Source records Block Start

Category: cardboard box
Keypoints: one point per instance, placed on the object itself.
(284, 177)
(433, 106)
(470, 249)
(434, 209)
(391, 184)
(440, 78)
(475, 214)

Source records Block End

→ Prompt: Lines before the one containing "Keypoints: one point" are not wanted; please set down that line and every line after it through the end of the material, exactly.

→ Result:
Keypoints: one point per instance, placed on the object itself.
(284, 177)
(433, 106)
(470, 249)
(434, 209)
(391, 184)
(440, 78)
(475, 214)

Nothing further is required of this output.